#### [Records to process]
....
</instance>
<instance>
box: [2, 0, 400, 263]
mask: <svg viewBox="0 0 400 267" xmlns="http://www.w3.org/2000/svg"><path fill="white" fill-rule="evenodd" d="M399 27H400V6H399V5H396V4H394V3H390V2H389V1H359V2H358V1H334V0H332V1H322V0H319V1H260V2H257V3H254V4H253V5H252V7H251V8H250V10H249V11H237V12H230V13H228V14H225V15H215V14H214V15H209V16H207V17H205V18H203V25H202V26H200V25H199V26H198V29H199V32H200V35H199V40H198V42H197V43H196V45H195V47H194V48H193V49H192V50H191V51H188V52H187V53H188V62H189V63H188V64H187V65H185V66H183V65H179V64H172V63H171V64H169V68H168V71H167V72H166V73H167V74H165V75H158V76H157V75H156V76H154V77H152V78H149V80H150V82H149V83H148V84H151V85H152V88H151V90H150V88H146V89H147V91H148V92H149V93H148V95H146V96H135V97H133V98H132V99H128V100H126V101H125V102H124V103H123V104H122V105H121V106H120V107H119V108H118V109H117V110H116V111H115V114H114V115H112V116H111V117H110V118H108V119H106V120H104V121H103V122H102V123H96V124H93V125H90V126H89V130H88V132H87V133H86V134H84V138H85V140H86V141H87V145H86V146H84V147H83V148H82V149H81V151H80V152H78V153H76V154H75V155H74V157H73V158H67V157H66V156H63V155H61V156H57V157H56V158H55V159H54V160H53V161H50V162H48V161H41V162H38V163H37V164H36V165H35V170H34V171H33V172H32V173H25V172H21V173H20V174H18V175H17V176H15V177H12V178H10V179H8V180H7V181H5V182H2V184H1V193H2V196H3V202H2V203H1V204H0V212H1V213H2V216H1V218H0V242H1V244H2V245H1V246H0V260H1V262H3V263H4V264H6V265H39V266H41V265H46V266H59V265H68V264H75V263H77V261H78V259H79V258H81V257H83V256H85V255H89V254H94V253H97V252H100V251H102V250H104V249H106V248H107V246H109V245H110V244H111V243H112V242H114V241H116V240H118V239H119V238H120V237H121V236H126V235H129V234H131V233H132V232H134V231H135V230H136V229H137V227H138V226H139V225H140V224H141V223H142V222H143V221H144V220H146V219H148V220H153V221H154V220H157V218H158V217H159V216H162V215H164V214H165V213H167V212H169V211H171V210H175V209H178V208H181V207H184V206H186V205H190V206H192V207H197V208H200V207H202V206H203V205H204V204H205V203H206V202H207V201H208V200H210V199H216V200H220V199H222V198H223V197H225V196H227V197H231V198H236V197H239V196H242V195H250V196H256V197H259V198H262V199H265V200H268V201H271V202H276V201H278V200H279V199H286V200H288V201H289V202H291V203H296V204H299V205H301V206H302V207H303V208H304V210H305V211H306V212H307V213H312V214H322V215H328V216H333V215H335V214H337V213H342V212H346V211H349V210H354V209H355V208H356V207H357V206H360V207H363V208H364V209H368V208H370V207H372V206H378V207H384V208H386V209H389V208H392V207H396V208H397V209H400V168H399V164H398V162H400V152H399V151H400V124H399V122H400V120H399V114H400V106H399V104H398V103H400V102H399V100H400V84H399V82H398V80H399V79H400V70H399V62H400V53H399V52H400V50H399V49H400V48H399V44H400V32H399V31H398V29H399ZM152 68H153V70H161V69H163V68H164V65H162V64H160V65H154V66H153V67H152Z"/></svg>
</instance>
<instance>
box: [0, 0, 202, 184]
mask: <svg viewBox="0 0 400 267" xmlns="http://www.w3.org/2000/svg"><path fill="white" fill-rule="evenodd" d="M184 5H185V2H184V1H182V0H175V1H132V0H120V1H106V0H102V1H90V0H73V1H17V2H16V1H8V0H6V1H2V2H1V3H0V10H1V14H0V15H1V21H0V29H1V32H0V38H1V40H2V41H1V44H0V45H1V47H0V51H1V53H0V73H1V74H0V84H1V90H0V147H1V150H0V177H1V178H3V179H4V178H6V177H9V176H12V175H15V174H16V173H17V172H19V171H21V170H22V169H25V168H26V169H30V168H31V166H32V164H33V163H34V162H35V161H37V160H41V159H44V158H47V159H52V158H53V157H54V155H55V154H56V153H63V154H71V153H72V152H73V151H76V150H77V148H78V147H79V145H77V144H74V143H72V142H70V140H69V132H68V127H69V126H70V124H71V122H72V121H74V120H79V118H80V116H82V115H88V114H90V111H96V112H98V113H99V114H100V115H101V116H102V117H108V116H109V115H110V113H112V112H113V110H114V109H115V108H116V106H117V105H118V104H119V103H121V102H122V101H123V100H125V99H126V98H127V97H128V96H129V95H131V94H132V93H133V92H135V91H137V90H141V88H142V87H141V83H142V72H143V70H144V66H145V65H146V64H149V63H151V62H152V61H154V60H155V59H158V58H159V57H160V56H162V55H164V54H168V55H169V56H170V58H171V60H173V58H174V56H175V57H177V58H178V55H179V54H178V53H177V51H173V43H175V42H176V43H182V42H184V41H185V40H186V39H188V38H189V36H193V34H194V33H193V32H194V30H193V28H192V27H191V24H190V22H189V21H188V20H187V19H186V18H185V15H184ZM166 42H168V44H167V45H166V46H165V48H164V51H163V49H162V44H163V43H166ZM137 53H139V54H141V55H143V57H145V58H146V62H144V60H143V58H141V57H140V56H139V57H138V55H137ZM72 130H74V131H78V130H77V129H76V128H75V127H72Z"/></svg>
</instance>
....
Exactly as written, give the records again.

</instance>
<instance>
box: [2, 0, 400, 263]
mask: <svg viewBox="0 0 400 267" xmlns="http://www.w3.org/2000/svg"><path fill="white" fill-rule="evenodd" d="M399 27H400V6H399V5H396V4H394V3H390V2H389V1H359V2H358V1H334V0H332V1H322V0H319V1H260V2H257V3H254V4H253V5H252V7H251V8H250V10H249V11H237V12H230V13H228V14H225V15H215V14H214V15H209V16H207V17H205V18H203V25H202V26H200V25H199V26H198V29H199V32H200V35H199V40H198V42H197V43H196V45H195V47H194V48H193V49H192V50H191V51H188V52H187V53H188V62H189V63H188V64H187V65H185V66H183V65H179V64H172V63H171V64H169V68H168V71H167V72H166V73H167V74H165V75H158V76H157V75H156V76H154V77H152V78H149V80H150V82H149V83H148V84H151V85H152V88H151V90H150V88H146V89H147V91H148V92H149V93H148V95H146V96H135V97H133V98H132V99H128V100H126V101H125V102H124V103H123V104H122V105H121V106H120V107H119V108H118V109H117V110H116V111H115V114H114V115H112V116H111V117H110V118H108V119H106V120H104V121H103V122H102V123H96V124H93V125H90V126H89V130H88V132H87V133H86V134H84V138H85V140H86V141H87V145H86V146H84V147H83V148H82V149H81V151H80V152H78V153H76V154H75V155H74V157H73V158H67V157H66V156H63V155H61V156H57V157H56V158H55V159H54V160H53V161H50V162H48V161H41V162H38V163H37V164H36V165H35V170H34V171H33V172H32V173H25V172H21V173H20V174H18V175H17V176H15V177H12V178H10V179H8V180H7V181H5V182H2V184H1V193H2V196H3V202H2V203H1V204H0V212H1V213H2V216H1V218H0V242H1V244H2V245H1V246H0V260H1V262H3V263H4V264H6V265H39V266H41V265H46V266H59V265H68V264H75V263H77V261H78V259H79V258H81V257H83V256H85V255H89V254H94V253H97V252H100V251H102V250H104V249H106V248H107V246H109V245H110V244H111V243H112V242H114V241H116V240H118V239H119V238H120V237H121V236H126V235H129V234H131V233H132V232H134V231H135V230H136V229H137V227H138V226H139V225H140V224H141V223H142V222H143V221H144V220H146V219H148V220H153V221H154V220H157V218H158V217H159V216H162V215H164V214H165V213H167V212H169V211H171V210H175V209H178V208H181V207H184V206H186V205H190V206H192V207H197V208H200V207H202V206H203V205H204V204H205V203H206V202H207V201H208V200H210V199H216V200H220V199H222V198H223V197H225V196H227V197H231V198H236V197H239V196H242V195H250V196H256V197H259V198H262V199H265V200H268V201H271V202H276V201H278V200H279V199H286V200H288V201H289V202H291V203H296V204H299V205H301V206H302V207H303V208H304V210H305V211H306V212H307V213H312V214H322V215H328V216H333V215H335V214H337V213H342V212H346V211H349V210H354V209H355V208H356V207H357V206H360V207H363V208H364V209H368V208H370V207H372V206H378V207H384V208H386V209H389V208H392V207H396V208H397V209H400V168H399V164H398V162H400V152H399V151H400V124H399V122H400V120H399V114H400V106H399V104H398V103H400V102H399V100H400V84H399V82H398V80H399V79H400V70H399V62H400V53H399V52H400V50H399V49H400V48H399V44H400V32H399V31H398V29H399ZM152 68H153V70H161V69H163V68H164V65H162V64H160V65H154V66H153V67H152Z"/></svg>
</instance>
<instance>
box: [0, 0, 202, 184]
mask: <svg viewBox="0 0 400 267" xmlns="http://www.w3.org/2000/svg"><path fill="white" fill-rule="evenodd" d="M184 5H185V2H184V1H182V0H175V1H132V0H120V1H106V0H102V1H90V0H73V1H17V2H16V1H8V0H6V1H2V2H1V3H0V10H1V14H0V15H1V21H0V29H1V32H0V38H1V40H2V41H1V44H0V45H1V47H0V51H1V53H0V73H1V74H0V84H1V90H0V147H1V150H0V177H1V178H3V179H4V178H6V177H9V176H12V175H15V174H16V173H17V172H19V171H21V170H22V169H25V168H26V169H30V168H31V166H32V164H33V163H34V162H35V161H37V160H41V159H44V158H47V159H52V158H53V157H54V155H55V154H56V153H63V154H71V153H72V152H73V151H76V150H77V148H78V147H79V145H77V144H74V143H72V142H70V140H69V132H68V127H69V126H70V124H71V122H72V121H74V120H79V118H80V116H82V115H88V114H90V111H96V112H98V113H99V114H100V115H101V116H102V117H108V116H109V115H110V113H112V112H113V110H114V109H115V108H116V106H117V105H118V104H119V103H121V102H122V101H123V100H125V99H126V98H127V97H128V96H129V95H131V94H132V93H133V92H135V91H137V90H141V88H142V87H141V83H142V72H143V70H144V66H145V65H146V64H149V63H151V62H152V61H154V60H155V59H158V58H159V57H160V56H162V55H164V54H168V55H169V56H170V58H171V60H173V58H174V56H175V57H177V58H178V55H179V54H178V53H177V51H173V43H175V42H176V43H182V42H184V41H185V40H186V39H188V38H189V36H193V34H194V33H193V32H194V30H193V28H192V27H191V24H190V22H189V21H188V20H187V19H186V18H185V15H184ZM166 42H168V44H167V45H166V46H165V48H164V51H163V49H162V44H163V43H166ZM137 53H139V54H141V55H143V57H145V58H146V62H144V60H143V58H141V57H140V56H139V57H138V55H137ZM72 130H74V131H78V130H77V129H76V128H75V127H72Z"/></svg>
</instance>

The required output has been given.